Tuesday, February 17, 2009

The Max

Here's one of those fun posts where I get to highlight a book's exuberantly funny lines. Along the way, I may discuss what makes some of them funny. The book is The Max, third of Ken Bruen and Jason Starr's collaborations for Hard Case Crime, and here are some of those lines:
"The coke kicking in, she took a sip of her stone-cold vanilla latte. (Decaf. She wasn't reckless. That caffeine was, like, addictive.)"

"`I might have to make it into a trilogy,' she said, and Max suddenly had a vision of the great Hollywood trilogies. Star Wars. The Godfather. Shrek. Revenge of the Nerds."
And, among many others, this, from the novel's title character, which pushes the book into Detectives Beyond Borders territory:
"Yeah, okay, there was a downside, he had to be fucking Irish, maybe for the rest of his life, but hey, he could pull it off. After all, how hard could it be to be Irish? He already liked to drink and kill people, he'd be a goddamn natural."

Required actions:
1. In the blog post about The Max, which two authors wrote the book?
2. List every film title that Max pictures as a great Hollywood trilogy in the blog post about The Max.

Material shown:
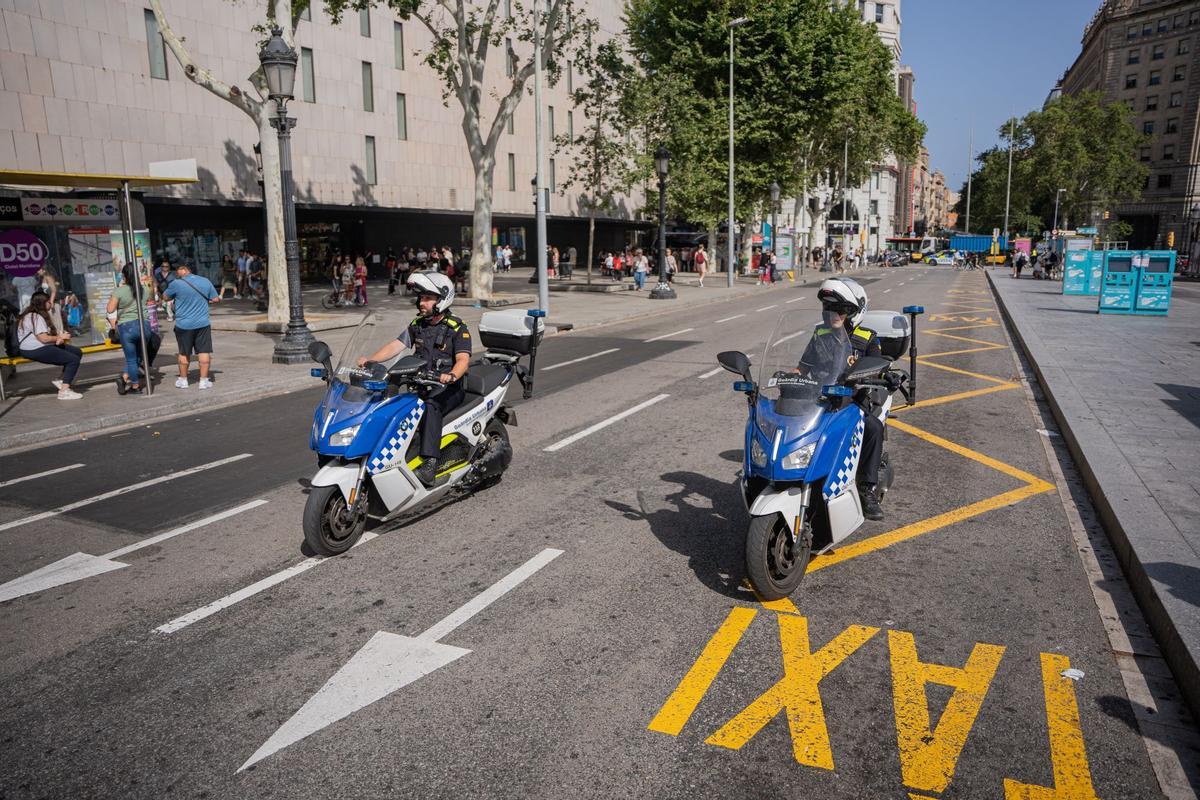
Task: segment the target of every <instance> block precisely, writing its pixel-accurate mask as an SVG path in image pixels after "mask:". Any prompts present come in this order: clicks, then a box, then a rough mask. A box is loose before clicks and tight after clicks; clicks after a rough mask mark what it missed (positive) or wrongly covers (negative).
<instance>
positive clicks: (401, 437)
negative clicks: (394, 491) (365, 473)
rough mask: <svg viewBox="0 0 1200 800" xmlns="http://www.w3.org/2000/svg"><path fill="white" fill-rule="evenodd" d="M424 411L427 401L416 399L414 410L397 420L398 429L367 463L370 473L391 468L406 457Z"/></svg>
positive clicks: (391, 435)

Solutions to the tasks:
1. Ken Bruen and Jason Starr

2. Star Wars, The Godfather, Shrek, Revenge of the Nerds